BEGIN Records to use

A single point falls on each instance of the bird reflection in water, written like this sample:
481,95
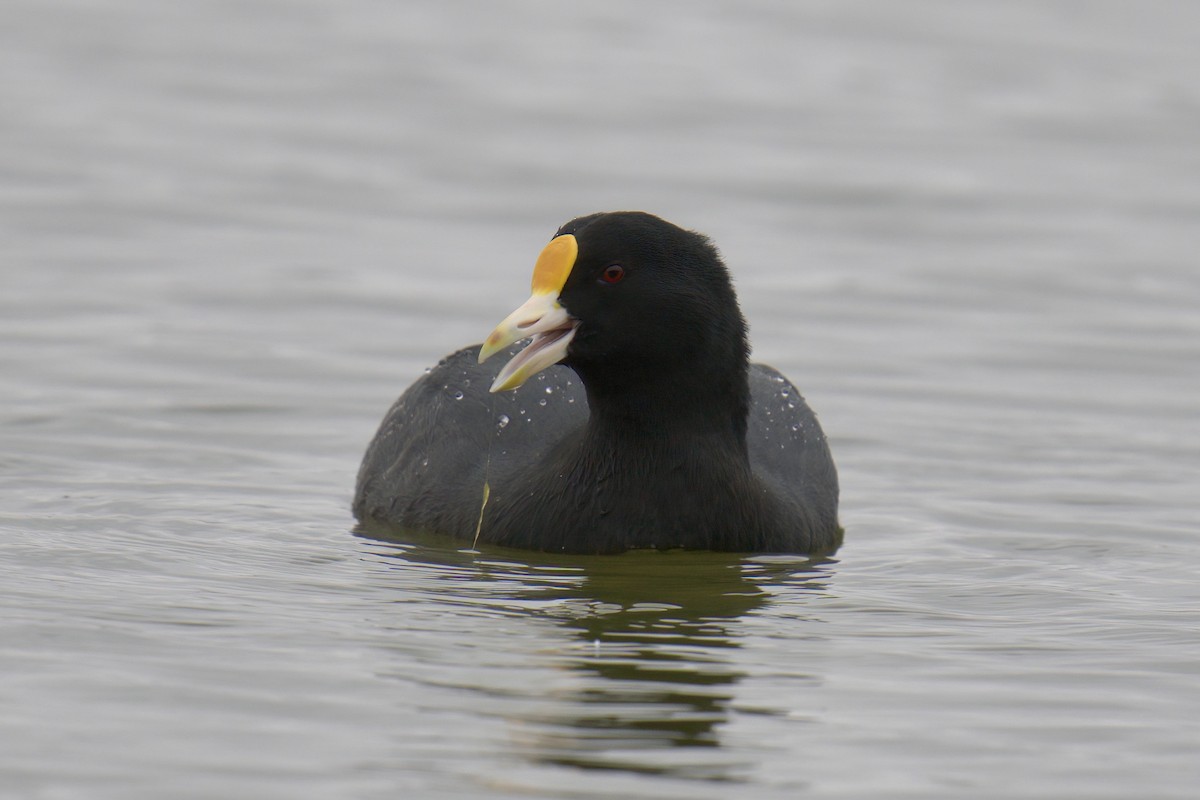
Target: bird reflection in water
652,645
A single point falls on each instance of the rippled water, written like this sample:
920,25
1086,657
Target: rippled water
232,233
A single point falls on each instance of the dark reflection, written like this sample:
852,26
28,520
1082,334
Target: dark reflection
652,637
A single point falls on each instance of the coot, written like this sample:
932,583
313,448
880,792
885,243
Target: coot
633,419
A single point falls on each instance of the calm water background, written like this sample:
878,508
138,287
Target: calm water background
231,233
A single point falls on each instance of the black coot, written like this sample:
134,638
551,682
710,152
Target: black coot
631,420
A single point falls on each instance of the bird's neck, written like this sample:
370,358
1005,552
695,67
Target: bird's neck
669,408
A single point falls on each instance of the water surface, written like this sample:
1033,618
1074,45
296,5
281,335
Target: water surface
232,233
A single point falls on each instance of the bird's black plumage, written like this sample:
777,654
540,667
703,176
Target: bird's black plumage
654,432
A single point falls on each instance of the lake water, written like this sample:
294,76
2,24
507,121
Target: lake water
232,233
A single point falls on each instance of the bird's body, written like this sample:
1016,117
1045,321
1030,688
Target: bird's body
657,433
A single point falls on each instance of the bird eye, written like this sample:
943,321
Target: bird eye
613,274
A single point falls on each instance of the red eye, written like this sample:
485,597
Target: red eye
613,274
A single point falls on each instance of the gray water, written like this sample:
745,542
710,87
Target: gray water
231,233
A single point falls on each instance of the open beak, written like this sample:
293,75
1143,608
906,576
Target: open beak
540,317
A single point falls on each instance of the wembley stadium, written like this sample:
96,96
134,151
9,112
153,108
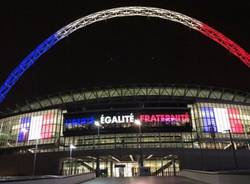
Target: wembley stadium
127,131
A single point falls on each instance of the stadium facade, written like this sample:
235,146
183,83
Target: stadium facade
127,131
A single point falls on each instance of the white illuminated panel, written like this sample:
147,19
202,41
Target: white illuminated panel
35,127
222,120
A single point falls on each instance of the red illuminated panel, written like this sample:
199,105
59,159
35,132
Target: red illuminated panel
47,126
235,121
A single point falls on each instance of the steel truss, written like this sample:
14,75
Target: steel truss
173,91
28,61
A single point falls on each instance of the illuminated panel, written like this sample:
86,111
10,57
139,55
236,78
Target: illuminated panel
171,119
192,23
24,129
209,121
35,127
47,126
70,123
235,121
222,120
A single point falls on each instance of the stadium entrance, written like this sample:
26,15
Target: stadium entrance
123,166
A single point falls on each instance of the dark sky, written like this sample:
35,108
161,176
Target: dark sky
122,50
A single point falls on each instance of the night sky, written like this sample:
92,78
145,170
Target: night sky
122,50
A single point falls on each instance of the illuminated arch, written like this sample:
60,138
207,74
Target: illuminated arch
28,61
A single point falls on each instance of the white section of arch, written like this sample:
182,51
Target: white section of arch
125,12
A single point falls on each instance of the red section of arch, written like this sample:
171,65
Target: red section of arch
227,43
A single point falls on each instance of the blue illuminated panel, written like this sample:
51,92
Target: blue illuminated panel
209,121
25,64
70,123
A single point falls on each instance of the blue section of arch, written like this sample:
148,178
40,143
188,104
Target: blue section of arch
25,64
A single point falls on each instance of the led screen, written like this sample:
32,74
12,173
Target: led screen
222,119
36,127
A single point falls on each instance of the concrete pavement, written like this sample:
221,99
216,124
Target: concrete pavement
144,180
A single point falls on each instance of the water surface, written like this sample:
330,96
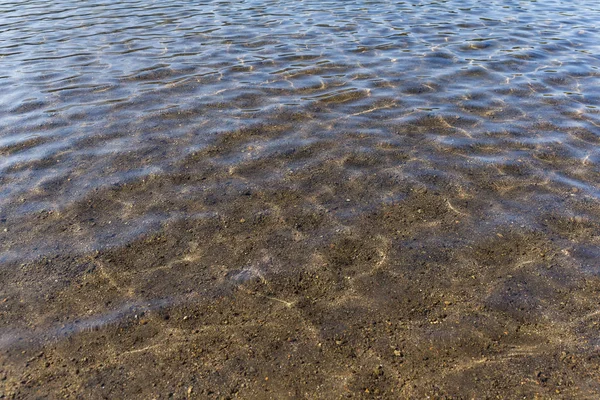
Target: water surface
406,194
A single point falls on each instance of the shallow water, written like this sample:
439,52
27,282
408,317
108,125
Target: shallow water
336,159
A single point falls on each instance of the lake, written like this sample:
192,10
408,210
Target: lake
306,199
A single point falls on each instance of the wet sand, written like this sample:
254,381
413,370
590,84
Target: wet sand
313,286
300,200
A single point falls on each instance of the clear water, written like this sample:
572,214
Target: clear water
121,120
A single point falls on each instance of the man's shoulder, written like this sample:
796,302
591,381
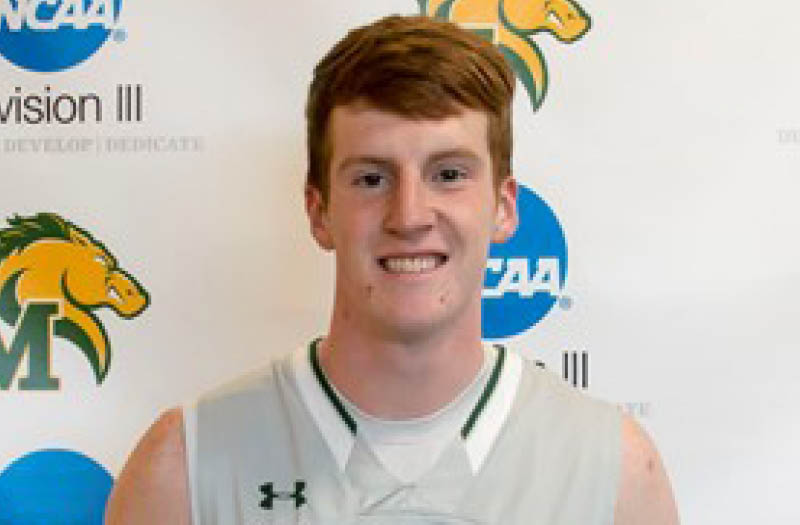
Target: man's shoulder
542,386
255,381
152,488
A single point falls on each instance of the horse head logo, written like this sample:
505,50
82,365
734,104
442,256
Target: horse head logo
46,258
511,24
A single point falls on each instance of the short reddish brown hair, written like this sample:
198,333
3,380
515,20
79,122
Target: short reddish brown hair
417,67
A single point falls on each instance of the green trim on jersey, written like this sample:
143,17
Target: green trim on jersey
491,384
487,392
323,382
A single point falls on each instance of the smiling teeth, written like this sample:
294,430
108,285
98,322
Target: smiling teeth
410,264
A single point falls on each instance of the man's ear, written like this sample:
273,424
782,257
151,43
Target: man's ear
317,212
506,218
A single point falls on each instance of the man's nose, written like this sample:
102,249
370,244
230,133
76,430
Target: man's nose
409,210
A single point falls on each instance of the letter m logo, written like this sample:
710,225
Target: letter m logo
33,336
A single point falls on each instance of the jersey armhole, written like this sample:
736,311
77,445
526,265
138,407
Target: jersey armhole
190,442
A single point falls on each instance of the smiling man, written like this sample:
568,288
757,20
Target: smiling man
400,414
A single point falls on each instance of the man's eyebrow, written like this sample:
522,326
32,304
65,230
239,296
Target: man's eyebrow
384,162
463,153
364,159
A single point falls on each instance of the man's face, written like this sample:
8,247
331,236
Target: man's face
411,211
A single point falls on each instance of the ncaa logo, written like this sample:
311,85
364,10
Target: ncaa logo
54,35
524,275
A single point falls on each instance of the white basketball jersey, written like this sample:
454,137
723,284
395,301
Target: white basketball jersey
278,447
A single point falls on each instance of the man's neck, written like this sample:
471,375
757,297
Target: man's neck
400,379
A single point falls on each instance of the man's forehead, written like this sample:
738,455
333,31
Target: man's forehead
363,129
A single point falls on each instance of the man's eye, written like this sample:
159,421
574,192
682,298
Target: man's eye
450,175
369,180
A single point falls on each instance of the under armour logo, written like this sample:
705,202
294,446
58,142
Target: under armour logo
270,494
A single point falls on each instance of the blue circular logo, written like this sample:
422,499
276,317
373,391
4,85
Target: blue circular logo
53,35
525,275
54,487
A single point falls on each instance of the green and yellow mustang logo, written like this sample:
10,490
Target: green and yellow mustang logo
53,276
510,24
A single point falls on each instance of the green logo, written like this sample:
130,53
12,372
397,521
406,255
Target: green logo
511,25
53,277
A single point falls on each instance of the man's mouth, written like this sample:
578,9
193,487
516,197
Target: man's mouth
412,264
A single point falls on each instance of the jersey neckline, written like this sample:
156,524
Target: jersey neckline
350,422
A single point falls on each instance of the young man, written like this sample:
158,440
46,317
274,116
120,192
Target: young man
400,414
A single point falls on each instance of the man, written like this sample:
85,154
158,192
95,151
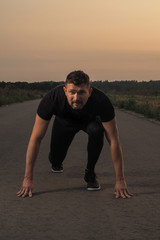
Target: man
76,107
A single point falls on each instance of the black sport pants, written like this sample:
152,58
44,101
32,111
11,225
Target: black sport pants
63,132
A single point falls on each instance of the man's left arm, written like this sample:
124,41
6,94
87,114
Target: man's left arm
111,132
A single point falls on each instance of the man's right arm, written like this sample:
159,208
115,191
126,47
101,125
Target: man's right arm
39,130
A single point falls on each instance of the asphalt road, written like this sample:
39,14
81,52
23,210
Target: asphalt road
62,208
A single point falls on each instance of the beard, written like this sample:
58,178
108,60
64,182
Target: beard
77,105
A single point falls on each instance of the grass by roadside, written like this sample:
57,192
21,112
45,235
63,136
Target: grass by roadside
149,106
9,96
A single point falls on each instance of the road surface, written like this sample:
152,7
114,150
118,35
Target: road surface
62,208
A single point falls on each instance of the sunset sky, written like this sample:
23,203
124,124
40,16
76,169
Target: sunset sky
44,40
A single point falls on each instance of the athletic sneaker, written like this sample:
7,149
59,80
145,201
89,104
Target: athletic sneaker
57,169
92,182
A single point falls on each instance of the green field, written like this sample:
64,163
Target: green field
148,105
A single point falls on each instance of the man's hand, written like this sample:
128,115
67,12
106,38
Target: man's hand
121,190
27,188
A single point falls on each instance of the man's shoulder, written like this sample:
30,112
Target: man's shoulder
98,94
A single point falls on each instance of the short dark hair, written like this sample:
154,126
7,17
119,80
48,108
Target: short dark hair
78,78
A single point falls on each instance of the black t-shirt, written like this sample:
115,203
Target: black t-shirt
55,103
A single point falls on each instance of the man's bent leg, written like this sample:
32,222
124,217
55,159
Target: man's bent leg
62,136
95,133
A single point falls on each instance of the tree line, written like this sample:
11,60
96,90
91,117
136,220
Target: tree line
127,86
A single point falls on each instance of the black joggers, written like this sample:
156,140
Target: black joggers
63,132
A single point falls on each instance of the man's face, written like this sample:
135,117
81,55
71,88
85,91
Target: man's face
77,96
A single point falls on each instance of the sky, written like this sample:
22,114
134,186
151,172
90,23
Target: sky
107,39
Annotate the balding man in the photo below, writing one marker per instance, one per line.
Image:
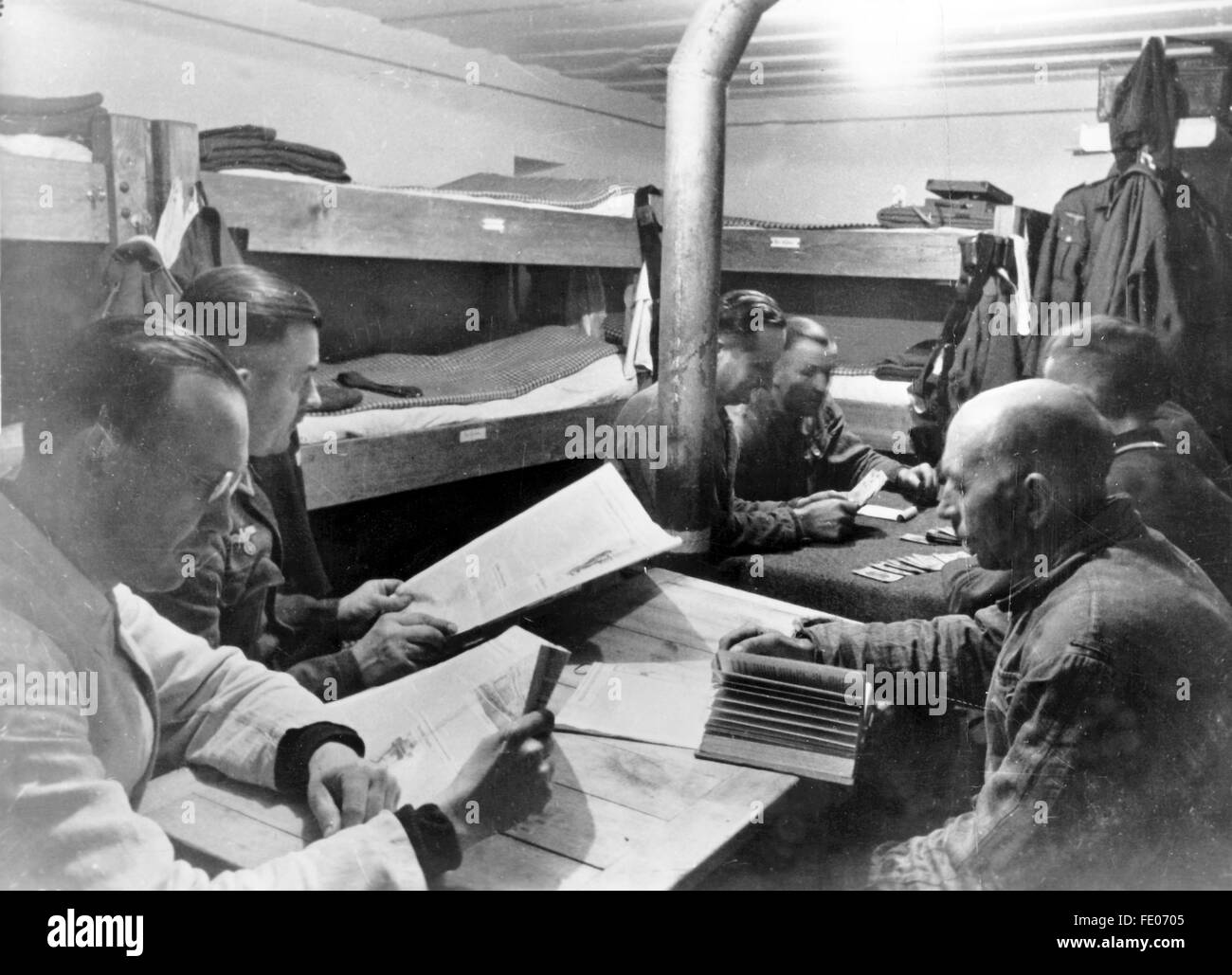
(1121, 370)
(793, 440)
(135, 442)
(1108, 710)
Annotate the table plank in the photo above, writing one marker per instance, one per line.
(651, 815)
(584, 827)
(503, 863)
(661, 783)
(680, 851)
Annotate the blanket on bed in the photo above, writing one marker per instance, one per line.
(503, 369)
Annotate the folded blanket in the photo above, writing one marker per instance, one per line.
(66, 105)
(226, 144)
(257, 132)
(907, 365)
(555, 191)
(257, 147)
(499, 370)
(276, 161)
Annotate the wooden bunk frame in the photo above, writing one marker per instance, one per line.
(136, 160)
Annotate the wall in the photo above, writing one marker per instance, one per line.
(839, 159)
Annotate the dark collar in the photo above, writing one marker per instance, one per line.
(1138, 439)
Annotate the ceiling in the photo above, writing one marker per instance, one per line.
(817, 45)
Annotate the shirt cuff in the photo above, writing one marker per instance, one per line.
(297, 748)
(432, 838)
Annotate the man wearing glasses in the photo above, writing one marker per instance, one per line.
(233, 589)
(136, 441)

END Records to use

_Action item:_ Please restate the material above line by line, exactly, beginning at its first line and ending with the line that contains "bird's body, written", without any pictures.

_Output:_
A single point falls on each instance of the bird reflection in water, written like this sample:
481,95
Target: bird reflection in water
652,645
A single point falls on each instance of the rippled water, written like this sample:
920,25
1086,657
Target: rippled water
232,233
A single point falls on each instance of the dark reflection, written like this sample:
852,26
28,520
1082,334
Target: dark reflection
652,637
A single point falls on each instance of the coot, written like this sample:
932,583
313,448
880,792
885,243
Target: coot
633,419
A single point falls on each instance of the calm water background, written like this sample:
878,508
138,287
Target: calm water background
231,233
A single point falls on each instance of the black coot, written like this sample:
134,638
551,682
710,152
Target: black coot
631,420
A single point falls on each instance of the bird's neck, written like this sample:
370,358
1005,552
695,67
Target: bird's neck
669,408
A single point falls on each instance of the water surface, written like this sample:
1033,618
1074,45
296,5
281,335
Target: water surface
232,233
A single point falls on each instance of the bird's black plumage, written like this sample:
777,654
540,667
703,176
Target: bird's black plumage
654,432
A single point falls on each instance of the lake water, written like this sample:
294,76
2,24
507,121
Target: lake water
232,233
A single point falls on each instance of the bird's body, written like this sample:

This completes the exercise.